> SET TASK
Could you write out again the items between the lines holding "Task: Could you identify the case" and "<point>1111,216</point>", inclusive, with their requests, shifting every coordinate in the answers up by 121?
[GIVEN RECORDS start]
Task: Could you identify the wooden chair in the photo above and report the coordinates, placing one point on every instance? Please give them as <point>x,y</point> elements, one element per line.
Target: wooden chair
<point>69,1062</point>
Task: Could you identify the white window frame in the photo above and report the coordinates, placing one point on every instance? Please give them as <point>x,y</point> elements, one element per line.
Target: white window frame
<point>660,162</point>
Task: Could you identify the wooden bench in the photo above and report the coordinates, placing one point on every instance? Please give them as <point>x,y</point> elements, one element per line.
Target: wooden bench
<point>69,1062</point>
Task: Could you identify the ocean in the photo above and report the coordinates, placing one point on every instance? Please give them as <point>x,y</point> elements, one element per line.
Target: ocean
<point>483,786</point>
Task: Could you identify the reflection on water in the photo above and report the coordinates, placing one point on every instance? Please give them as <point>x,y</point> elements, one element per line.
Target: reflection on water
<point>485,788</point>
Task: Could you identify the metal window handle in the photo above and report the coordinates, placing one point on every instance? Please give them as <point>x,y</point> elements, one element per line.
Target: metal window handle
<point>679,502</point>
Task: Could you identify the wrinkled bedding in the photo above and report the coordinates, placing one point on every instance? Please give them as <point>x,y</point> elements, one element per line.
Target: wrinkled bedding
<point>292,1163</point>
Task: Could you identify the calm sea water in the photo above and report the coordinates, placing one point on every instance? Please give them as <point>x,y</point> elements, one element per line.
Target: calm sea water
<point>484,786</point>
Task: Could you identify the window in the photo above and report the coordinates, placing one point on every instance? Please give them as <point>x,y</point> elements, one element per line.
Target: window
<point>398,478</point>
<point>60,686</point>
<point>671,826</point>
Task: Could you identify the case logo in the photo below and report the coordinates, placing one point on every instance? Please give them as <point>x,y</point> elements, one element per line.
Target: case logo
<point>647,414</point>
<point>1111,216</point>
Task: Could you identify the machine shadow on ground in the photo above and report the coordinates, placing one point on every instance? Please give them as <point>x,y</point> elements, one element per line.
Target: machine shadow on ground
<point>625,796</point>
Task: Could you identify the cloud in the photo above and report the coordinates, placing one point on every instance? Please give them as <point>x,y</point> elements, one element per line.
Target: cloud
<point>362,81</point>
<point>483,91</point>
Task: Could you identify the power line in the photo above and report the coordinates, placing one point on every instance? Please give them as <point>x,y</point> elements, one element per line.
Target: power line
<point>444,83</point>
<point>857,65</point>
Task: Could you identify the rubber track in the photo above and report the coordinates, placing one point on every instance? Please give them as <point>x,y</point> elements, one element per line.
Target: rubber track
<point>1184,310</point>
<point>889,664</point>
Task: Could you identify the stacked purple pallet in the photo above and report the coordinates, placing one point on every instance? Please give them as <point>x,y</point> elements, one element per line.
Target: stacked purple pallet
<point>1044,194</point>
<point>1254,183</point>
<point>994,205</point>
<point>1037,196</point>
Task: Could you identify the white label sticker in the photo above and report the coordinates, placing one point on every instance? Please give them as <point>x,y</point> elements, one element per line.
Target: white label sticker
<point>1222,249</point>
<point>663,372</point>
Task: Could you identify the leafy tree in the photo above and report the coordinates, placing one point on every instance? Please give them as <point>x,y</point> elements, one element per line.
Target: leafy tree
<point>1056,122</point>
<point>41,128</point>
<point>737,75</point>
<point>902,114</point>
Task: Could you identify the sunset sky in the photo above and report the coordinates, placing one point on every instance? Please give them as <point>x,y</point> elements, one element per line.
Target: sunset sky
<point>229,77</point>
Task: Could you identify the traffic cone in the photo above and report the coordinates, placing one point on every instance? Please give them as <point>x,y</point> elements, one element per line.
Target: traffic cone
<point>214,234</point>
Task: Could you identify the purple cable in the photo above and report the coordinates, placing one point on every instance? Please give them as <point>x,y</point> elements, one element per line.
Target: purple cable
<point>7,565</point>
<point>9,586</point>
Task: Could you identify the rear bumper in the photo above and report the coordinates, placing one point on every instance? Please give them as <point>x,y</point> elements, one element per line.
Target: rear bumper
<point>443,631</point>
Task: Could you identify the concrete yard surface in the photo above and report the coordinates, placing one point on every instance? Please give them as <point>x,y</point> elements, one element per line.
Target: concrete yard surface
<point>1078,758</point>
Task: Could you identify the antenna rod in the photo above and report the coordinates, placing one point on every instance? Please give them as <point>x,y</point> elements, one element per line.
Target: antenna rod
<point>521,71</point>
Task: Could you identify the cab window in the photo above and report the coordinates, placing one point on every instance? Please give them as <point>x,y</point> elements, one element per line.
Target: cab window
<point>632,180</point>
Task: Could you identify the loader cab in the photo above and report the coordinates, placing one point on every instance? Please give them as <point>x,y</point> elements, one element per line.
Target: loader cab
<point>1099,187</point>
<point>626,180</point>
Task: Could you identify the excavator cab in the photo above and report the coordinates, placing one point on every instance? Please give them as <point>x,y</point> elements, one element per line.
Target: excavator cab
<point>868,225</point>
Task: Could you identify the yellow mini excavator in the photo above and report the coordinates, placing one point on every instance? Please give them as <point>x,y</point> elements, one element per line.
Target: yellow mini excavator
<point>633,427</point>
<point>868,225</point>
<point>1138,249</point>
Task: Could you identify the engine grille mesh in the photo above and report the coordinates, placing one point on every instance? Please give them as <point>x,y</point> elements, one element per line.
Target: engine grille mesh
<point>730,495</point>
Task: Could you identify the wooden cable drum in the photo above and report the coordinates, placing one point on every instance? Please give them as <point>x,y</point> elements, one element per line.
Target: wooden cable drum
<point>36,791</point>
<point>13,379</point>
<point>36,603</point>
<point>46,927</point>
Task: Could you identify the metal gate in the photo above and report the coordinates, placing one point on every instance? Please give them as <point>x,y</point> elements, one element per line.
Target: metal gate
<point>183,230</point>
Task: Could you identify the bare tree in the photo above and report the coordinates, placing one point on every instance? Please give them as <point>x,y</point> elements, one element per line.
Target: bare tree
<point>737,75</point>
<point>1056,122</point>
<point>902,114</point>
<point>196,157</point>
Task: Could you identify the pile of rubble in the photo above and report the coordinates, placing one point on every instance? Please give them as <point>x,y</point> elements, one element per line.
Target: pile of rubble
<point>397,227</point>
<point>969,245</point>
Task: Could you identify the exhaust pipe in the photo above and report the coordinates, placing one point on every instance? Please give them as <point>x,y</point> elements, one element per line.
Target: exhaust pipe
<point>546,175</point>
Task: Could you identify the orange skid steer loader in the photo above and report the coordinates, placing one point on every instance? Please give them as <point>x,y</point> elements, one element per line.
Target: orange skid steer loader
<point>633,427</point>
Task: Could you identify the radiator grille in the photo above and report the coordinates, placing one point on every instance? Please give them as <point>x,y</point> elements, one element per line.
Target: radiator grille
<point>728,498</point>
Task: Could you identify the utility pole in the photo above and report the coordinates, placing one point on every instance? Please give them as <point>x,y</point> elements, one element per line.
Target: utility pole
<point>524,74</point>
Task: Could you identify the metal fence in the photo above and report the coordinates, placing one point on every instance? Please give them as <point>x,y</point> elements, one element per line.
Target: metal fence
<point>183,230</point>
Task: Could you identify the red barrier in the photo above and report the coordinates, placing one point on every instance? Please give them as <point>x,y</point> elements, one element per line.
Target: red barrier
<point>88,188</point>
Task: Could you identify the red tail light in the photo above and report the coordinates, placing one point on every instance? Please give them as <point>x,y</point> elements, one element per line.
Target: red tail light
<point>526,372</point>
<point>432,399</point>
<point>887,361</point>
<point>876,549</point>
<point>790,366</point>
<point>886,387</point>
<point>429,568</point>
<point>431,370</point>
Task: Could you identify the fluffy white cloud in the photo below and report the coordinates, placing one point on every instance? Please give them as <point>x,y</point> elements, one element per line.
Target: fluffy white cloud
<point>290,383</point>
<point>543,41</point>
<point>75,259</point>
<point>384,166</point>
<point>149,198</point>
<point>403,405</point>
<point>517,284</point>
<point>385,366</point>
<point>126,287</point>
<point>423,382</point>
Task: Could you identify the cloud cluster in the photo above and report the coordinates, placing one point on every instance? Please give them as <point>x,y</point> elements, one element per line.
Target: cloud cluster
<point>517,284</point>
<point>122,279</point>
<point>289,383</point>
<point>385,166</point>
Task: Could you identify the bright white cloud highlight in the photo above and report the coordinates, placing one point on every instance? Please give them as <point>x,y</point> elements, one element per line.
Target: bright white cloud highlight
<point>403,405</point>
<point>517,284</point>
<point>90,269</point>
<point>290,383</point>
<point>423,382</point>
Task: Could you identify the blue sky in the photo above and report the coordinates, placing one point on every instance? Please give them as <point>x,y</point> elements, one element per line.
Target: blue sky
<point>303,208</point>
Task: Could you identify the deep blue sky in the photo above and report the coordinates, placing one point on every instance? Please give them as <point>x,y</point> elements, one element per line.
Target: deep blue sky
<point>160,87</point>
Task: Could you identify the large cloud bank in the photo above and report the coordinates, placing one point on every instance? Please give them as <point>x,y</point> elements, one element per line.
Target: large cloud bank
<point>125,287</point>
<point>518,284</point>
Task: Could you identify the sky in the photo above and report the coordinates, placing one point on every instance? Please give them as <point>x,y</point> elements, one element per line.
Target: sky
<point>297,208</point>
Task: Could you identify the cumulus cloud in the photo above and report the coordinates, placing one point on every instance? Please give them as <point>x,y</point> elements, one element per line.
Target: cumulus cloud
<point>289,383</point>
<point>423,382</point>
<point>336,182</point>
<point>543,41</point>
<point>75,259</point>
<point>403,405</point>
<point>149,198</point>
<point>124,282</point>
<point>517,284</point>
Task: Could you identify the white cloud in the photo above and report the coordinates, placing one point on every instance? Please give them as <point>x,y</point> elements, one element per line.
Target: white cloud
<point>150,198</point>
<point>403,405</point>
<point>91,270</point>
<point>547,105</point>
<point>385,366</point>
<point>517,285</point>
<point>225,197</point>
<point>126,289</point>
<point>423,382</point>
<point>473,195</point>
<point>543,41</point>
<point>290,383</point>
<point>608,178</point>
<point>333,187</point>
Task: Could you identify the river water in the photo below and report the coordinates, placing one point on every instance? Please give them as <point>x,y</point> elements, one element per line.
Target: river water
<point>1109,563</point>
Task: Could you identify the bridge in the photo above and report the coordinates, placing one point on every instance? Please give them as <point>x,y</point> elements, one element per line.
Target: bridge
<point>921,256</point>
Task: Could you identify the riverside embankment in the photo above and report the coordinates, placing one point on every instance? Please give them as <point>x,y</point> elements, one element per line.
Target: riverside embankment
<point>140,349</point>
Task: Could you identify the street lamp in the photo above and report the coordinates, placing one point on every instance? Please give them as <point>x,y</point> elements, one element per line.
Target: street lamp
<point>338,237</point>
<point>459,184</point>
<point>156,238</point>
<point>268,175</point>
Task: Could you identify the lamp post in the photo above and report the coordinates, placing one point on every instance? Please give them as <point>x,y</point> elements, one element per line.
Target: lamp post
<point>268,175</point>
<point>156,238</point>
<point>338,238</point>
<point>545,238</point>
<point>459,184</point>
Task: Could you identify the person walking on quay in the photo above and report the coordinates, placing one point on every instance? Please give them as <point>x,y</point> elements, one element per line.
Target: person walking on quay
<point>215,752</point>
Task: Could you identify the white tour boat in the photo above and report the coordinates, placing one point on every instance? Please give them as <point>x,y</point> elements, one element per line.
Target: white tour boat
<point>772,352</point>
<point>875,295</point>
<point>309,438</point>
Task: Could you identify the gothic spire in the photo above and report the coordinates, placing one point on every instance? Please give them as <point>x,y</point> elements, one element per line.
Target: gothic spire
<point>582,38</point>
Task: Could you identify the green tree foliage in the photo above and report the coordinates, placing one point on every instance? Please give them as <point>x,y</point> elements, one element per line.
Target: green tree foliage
[GIVEN RECORDS end]
> THE COMPLETED TASK
Task: Could you identify the case logo in the photo below and report the coordinates, placing one point on every instance? Please give them as <point>x,y</point> elements, one element per line.
Target: case logo
<point>768,535</point>
<point>1232,337</point>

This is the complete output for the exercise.